EXERCISE >> Find each line in the entries below that contains the word "jacket", and copy those lines.

[Object location annotation data]
────────

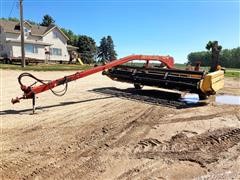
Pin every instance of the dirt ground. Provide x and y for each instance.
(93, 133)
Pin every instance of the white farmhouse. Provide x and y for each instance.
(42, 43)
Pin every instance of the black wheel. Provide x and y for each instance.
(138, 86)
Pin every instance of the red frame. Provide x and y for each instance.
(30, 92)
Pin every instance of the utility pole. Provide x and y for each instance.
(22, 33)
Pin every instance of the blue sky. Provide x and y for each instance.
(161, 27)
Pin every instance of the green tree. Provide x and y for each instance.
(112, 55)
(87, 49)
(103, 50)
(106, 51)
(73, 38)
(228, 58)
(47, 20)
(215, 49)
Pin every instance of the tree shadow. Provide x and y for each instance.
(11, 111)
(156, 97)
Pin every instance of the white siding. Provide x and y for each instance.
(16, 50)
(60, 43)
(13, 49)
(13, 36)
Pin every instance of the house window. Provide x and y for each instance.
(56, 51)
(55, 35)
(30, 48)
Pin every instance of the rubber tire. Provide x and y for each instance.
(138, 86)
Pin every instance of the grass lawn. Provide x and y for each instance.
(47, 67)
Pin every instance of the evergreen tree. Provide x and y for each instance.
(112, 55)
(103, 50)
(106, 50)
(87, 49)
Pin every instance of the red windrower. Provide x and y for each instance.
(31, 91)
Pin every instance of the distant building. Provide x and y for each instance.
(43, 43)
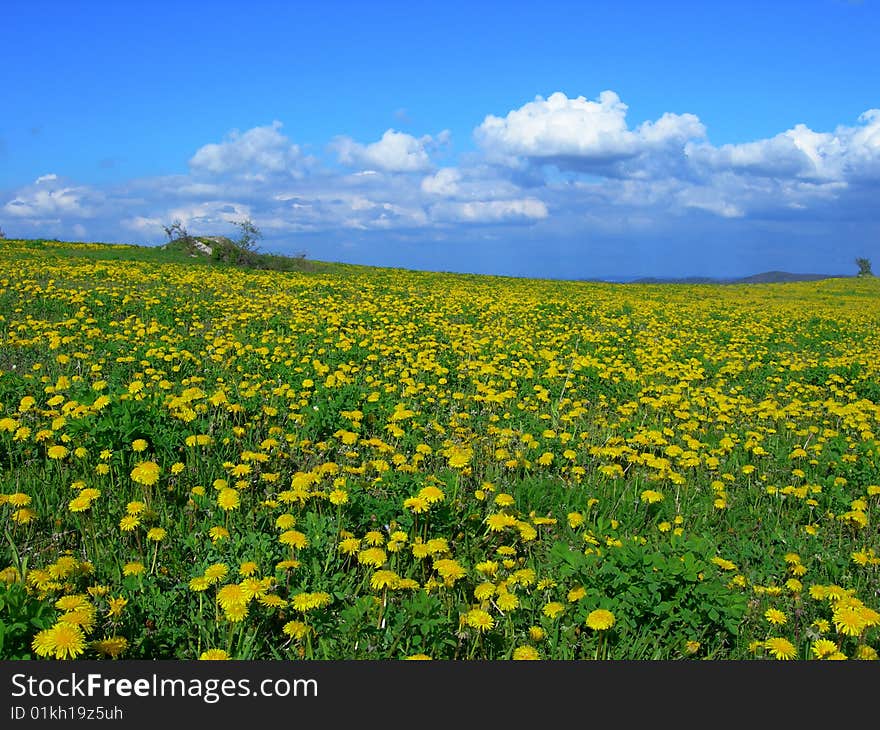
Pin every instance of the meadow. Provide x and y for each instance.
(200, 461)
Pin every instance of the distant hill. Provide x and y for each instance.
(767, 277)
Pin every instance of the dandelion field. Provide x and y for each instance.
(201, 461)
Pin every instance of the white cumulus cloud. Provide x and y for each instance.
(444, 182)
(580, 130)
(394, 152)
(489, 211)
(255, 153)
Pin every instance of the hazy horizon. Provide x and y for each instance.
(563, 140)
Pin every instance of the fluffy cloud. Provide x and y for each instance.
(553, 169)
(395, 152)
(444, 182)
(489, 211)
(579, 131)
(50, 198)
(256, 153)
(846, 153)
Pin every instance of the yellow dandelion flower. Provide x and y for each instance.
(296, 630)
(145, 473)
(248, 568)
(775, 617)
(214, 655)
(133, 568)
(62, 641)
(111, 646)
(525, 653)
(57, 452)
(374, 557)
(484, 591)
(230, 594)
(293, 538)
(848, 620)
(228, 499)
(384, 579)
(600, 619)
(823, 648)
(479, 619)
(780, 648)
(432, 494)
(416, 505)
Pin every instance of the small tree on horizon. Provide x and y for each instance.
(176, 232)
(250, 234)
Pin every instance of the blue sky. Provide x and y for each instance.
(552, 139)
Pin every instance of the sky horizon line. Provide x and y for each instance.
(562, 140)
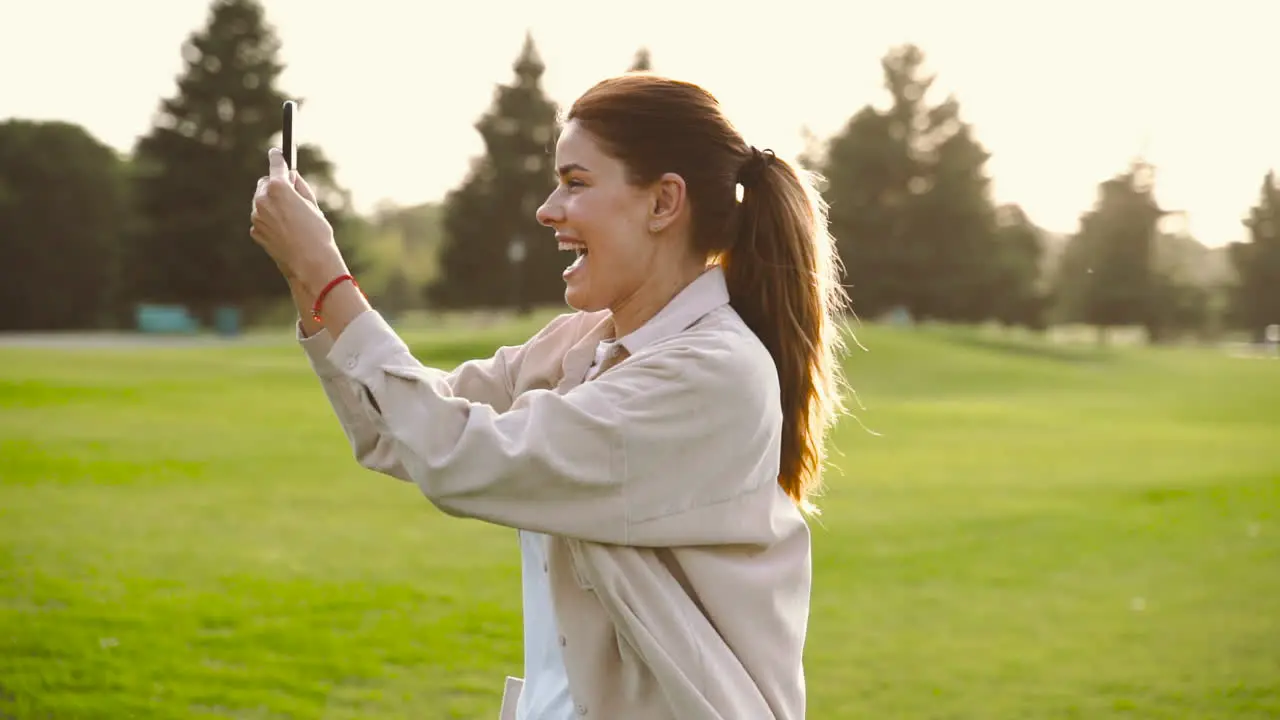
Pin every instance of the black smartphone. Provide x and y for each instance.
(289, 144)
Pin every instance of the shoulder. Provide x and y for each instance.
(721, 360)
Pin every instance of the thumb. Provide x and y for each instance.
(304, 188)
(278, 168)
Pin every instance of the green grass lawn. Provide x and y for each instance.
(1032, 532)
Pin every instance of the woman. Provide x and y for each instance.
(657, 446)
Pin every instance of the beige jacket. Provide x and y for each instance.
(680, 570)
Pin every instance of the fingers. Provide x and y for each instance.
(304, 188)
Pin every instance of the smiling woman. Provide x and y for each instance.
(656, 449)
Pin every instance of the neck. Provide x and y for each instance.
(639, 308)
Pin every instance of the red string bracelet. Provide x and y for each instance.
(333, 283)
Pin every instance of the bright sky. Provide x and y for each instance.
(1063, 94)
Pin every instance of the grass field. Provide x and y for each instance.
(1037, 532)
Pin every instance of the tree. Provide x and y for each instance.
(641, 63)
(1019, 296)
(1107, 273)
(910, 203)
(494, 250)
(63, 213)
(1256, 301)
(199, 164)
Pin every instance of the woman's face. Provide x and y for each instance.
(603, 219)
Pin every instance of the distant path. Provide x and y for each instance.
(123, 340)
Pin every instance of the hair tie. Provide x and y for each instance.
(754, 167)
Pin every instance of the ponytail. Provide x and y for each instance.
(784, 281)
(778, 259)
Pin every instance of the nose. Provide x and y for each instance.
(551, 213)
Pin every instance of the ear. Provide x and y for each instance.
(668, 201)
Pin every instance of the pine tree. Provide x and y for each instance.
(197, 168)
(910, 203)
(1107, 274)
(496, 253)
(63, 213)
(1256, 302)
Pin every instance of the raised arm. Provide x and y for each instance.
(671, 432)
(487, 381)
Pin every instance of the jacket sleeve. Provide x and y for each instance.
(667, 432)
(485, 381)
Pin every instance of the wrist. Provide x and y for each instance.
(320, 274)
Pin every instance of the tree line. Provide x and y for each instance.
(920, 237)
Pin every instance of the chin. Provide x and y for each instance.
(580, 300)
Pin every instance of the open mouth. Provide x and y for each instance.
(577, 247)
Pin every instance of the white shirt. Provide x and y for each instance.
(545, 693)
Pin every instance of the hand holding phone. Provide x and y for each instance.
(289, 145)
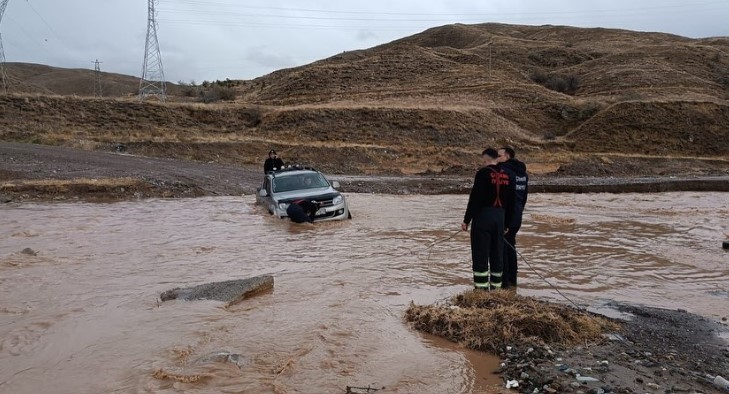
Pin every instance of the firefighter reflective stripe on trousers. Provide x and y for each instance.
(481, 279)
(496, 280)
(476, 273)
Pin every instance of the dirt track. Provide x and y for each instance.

────────

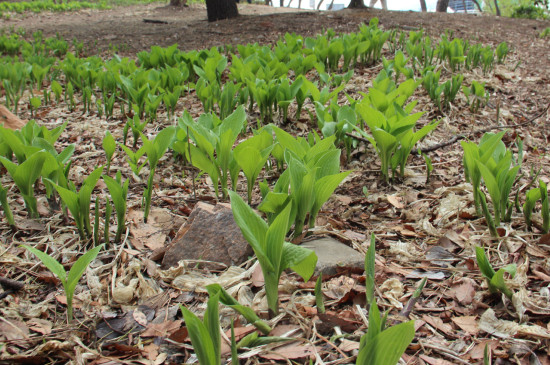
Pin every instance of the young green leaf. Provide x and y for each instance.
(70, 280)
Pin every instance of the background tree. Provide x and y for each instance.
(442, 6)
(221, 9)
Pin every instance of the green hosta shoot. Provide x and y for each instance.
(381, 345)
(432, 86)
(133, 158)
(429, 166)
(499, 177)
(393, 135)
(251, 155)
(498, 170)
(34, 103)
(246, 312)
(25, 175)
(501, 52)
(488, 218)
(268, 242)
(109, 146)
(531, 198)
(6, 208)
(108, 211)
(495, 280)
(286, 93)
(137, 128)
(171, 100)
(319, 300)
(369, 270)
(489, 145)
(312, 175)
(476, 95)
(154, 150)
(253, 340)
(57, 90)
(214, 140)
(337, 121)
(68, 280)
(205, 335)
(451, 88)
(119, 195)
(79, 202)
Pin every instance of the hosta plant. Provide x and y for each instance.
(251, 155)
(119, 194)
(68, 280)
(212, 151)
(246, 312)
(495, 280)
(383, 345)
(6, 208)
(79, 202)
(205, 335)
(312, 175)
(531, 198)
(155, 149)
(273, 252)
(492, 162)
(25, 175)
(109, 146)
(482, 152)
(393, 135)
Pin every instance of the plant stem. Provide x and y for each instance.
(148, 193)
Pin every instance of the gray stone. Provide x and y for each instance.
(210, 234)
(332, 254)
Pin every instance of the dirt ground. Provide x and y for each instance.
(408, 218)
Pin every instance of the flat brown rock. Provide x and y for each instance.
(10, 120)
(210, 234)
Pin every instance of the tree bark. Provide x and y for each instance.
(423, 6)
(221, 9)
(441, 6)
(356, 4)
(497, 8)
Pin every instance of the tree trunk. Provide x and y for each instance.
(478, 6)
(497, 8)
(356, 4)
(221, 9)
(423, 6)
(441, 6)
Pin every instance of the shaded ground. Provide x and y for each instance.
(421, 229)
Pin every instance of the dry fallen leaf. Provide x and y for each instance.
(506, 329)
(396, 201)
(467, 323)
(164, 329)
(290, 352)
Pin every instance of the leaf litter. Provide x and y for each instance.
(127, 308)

────────

COMPLETED TASK >>
Pin every instance of the beige jacket. Provide x and y for each instance.
Pin every instance of the jacket sleeve. Provide x and y for each instance.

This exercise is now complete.